Directions: From the text on Smith's missionary hymns, will you return word for word the part between "Another interesting hymn" and "lands to dwell?", inclusive?

Many other missionary hymns came from the gifted writer in succeeding years, and immediately after his graduation from Andover he became editor of a missionary magazine, through which he wielded a great influence. When the “Lone Star” mission in India was in danger of being abandoned because of lack of funds, Smith did much to save it by writing a poem with the title, “Lone Star.” Another missionary hymn by him begins with the line, “Onward speed thy conquering flight.” However, it does not attain to the poetic heights of “The morning light is breaking,” which has been compared to Heber’s “From Greenland’s icy mountains” in spiritual fervor and literary merit.

Another interesting hymn written by Smith during his student days is called “The Missionary’s Farewell.” The first stanza reads:

Yes, my native land, I love thee;

All thy scenes, I love them well;

Friends, connections, happy country,

Can I bid you all farewell?

Can I leave you,

Far in heathen lands to dwell?

Data lines:
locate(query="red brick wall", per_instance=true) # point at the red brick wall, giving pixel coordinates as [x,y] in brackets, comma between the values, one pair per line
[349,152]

Task result:
Another interesting hymn written by Smith during his student days is called “The Missionary’s Farewell.” The first stanza reads:

Yes, my native land, I love thee;

All thy scenes, I love them well;

Friends, connections, happy country,

Can I bid you all farewell?

Can I leave you,

Far in heathen lands to dwell?